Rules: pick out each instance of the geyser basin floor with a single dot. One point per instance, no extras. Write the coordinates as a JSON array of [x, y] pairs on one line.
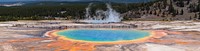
[[102, 36]]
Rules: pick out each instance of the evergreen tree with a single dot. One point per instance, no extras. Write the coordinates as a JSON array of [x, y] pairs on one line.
[[182, 12]]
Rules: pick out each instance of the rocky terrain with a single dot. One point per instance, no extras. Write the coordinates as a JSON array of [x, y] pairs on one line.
[[17, 36]]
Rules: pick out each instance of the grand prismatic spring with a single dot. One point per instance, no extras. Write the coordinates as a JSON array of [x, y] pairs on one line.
[[100, 25], [94, 35]]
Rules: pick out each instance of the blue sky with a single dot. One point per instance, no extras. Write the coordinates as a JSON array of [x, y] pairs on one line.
[[76, 0]]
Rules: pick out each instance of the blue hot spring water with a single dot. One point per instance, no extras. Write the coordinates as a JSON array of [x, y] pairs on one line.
[[103, 35]]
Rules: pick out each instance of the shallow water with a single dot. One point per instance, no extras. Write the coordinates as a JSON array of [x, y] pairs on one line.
[[103, 35]]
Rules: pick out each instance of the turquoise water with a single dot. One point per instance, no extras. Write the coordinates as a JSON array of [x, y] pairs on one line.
[[103, 35]]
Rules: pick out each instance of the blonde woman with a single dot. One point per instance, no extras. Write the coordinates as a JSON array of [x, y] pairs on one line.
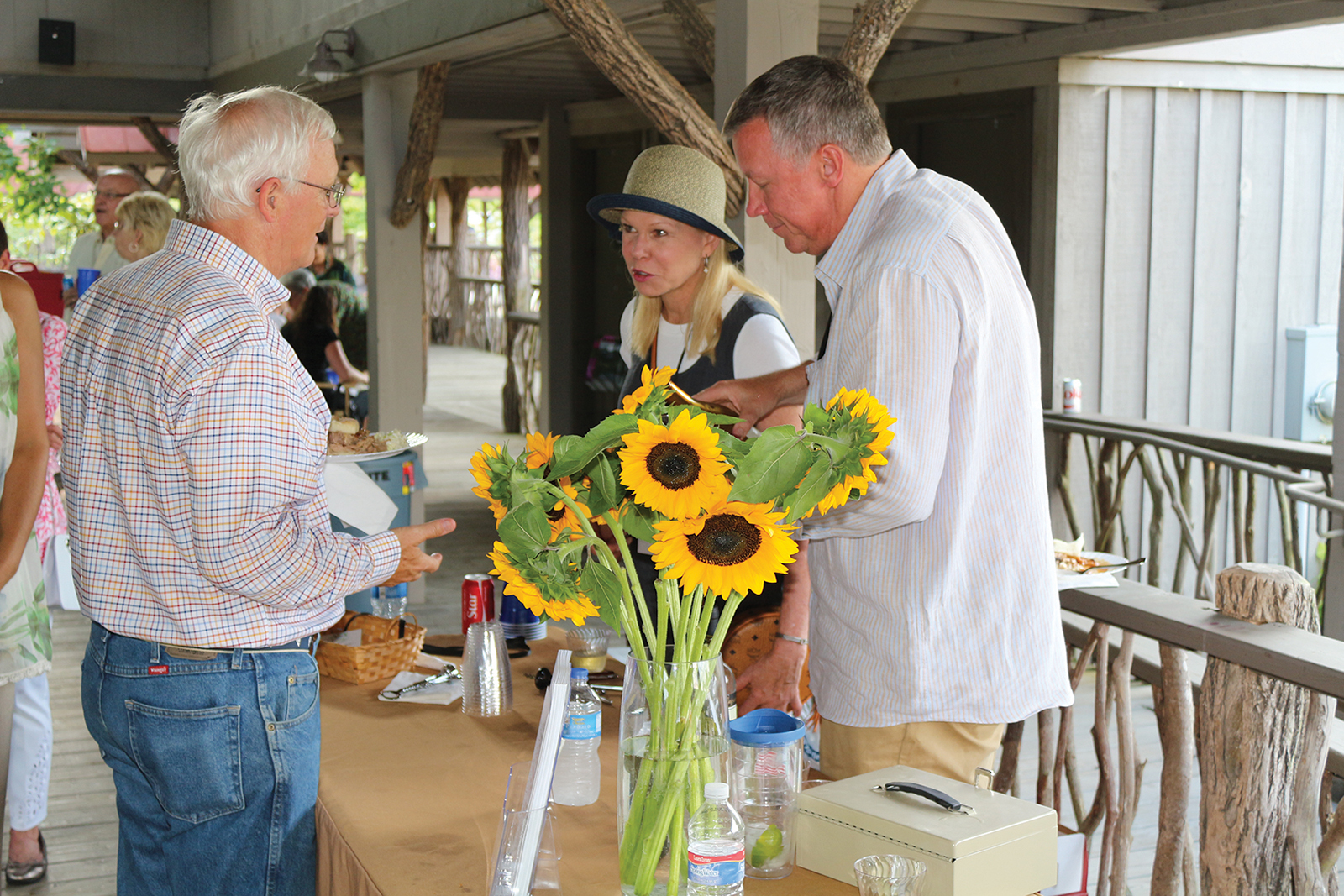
[[696, 312], [143, 224], [694, 308]]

----

● **SHORT EXERCISE**: Arrange the data above as a two-column CSV with the header instruction,points, giving one row for each passage that begins with "Rules:" paired with the coordinates that follow it. Put each value in a single quoted field with line breaks turned into spaces, and leave the pictures out.

● **RESPONSE TO THE TASK**:
instruction,points
"Rules: pick out each instance of the geyser basin floor with a single dot. One point per instance, no extras. Write the coordinates as a JSON array of [x, y] pairs on one line.","[[102, 36]]"
"Rules: pick out each instance of the evergreen tree with a single dot. One point per instance, no extras. Write the coordinates as a JSON array of [x, y] pairs on one line.","[[182, 12]]"
"Rules: pick out each instance of the rocky terrain with a single dot. One point per instance, no extras. Write the coordinates as a JSON array of [x, y] pairs on one line.","[[17, 36]]"
"Rules: pick out each instance of the grand prismatic spring with a single dot. One point per instance, no extras. Write the coordinates as a JSON array of [x, y] pairs on one line.","[[100, 25], [94, 35]]"
"Rules: pick out each instance of the blue sky with a single dot. One point per instance, no extras. Write the coordinates as a JSON array of [x, y] pairs on one line.","[[76, 0]]"
"Rules: pick out each instance of the blue hot spring water with a single dot. One point per instance, no extras. Write the coordinates as a JSON array of [x, y] pairs on one line.","[[103, 35]]"
"Rules: pick out each instance of the shallow water with a single dot. One point per instance, no extras. Write the coordinates as a JSON array of [x, y] pairs on one line.","[[103, 35]]"
"Rules: pick out each instance of the turquoise water with a single dot. One point per instance, no extras. Write the coordinates as a JSON array of [x, y] pairs on one line.","[[103, 35]]"
"Rules: pick out each instance of the blonde woman with a single dot. One point per instance, no extras. Write the coordinates as a JSON array of [x, y] pairs on one line.","[[696, 312], [143, 224], [694, 308]]"